- TASK INSTRUCTIONS -
In the data below, find the line that contains "[[103, 58], [33, 88], [4, 53]]" and the line that contains "[[78, 51], [25, 69], [46, 44], [141, 1]]". Copy both, plus every line between them, exactly.

########################################

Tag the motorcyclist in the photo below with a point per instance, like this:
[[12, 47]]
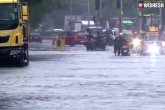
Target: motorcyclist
[[119, 40], [89, 36]]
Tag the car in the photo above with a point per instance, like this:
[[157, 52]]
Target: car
[[74, 37], [35, 37]]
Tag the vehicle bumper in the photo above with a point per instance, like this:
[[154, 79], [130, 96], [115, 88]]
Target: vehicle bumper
[[80, 42], [35, 40], [125, 51], [11, 53]]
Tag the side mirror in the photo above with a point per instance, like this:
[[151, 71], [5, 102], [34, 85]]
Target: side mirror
[[24, 13]]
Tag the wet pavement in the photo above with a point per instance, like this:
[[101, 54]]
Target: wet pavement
[[81, 80]]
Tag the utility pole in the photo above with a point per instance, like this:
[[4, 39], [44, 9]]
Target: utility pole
[[160, 10], [88, 14], [97, 8], [137, 24], [119, 7], [121, 19], [71, 9]]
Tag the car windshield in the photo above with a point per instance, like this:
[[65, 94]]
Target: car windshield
[[59, 33], [81, 33], [152, 38], [34, 34], [9, 17], [95, 30]]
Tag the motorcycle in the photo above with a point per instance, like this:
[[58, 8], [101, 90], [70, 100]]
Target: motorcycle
[[101, 43], [110, 40], [90, 44], [125, 50], [136, 46]]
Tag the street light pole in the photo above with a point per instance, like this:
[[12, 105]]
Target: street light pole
[[71, 12], [160, 17], [88, 15], [120, 10], [138, 12]]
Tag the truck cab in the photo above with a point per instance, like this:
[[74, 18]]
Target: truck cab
[[14, 32], [151, 43]]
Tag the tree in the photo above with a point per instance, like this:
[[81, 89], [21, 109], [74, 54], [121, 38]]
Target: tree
[[39, 8]]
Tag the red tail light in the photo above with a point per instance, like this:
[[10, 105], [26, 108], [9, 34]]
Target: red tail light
[[125, 46]]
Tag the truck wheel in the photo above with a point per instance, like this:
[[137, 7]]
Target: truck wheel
[[27, 58], [72, 44], [22, 60]]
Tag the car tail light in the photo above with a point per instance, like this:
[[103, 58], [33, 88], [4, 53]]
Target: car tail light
[[125, 46]]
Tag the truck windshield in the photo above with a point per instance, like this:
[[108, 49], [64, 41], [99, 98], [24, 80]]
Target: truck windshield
[[151, 21], [152, 38], [95, 30], [9, 17]]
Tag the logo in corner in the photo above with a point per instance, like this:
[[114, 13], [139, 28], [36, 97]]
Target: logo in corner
[[140, 5]]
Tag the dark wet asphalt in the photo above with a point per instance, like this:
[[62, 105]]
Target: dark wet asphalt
[[81, 80]]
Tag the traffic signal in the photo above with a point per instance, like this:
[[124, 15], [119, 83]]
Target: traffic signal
[[118, 4]]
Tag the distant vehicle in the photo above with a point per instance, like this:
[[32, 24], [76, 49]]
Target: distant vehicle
[[74, 38], [58, 30], [35, 37]]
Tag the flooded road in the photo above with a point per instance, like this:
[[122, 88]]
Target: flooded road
[[81, 80]]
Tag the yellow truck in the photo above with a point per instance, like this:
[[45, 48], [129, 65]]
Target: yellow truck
[[14, 32]]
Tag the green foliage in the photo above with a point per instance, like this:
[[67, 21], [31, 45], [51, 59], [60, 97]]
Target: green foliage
[[39, 8]]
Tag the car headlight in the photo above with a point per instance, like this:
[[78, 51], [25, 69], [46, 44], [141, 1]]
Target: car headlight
[[153, 49], [163, 43], [136, 42], [14, 52]]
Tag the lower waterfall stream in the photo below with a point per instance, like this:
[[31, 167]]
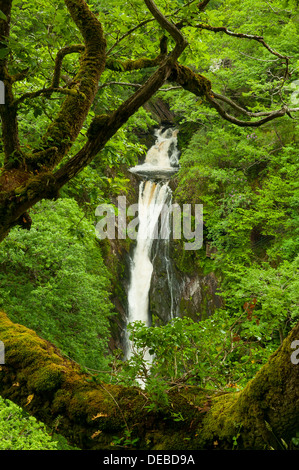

########################################

- ANSWER BELOW -
[[103, 58], [33, 88], [4, 53]]
Target: car tail light
[[125, 46]]
Tag the truck windshield in the photo above with a point per instance, like this:
[[108, 49], [64, 41], [99, 98], [24, 80]]
Target: truck windshield
[[151, 21], [152, 38], [95, 30], [9, 17]]
Tag the logo in corner in the photo above with a point per instance, like this:
[[114, 13], [139, 28], [36, 97]]
Target: logo in corner
[[140, 5]]
Tag the dark wet asphalt in the photo above with a point per instance, like this:
[[62, 105]]
Target: dark wet asphalt
[[81, 80]]
Tag the traffic signal in the photo above with a point per instance, like this:
[[124, 15], [119, 83]]
Target: traffic signal
[[118, 4]]
Tag the distant vehicle in the photo above with a point per instance, like this:
[[32, 24], [76, 49]]
Target: distant vehicle
[[74, 38], [58, 30], [35, 37]]
Tag the flooded road in the photo above with a point per instance, like this:
[[122, 88]]
Target: flooded road
[[81, 80]]
Tag the yellow truck in the photo above with a point per instance, like this:
[[45, 48], [129, 65]]
Target: yellow truck
[[14, 32]]
Tag the green foliage in the photo above with a point per instance, like this:
[[67, 21], [31, 45], [51, 59], [60, 97]]
Target: green foliage
[[39, 8]]
Tag the car headlight in the photo above with a point per instance, like this:
[[78, 51], [25, 69], [46, 44], [141, 1]]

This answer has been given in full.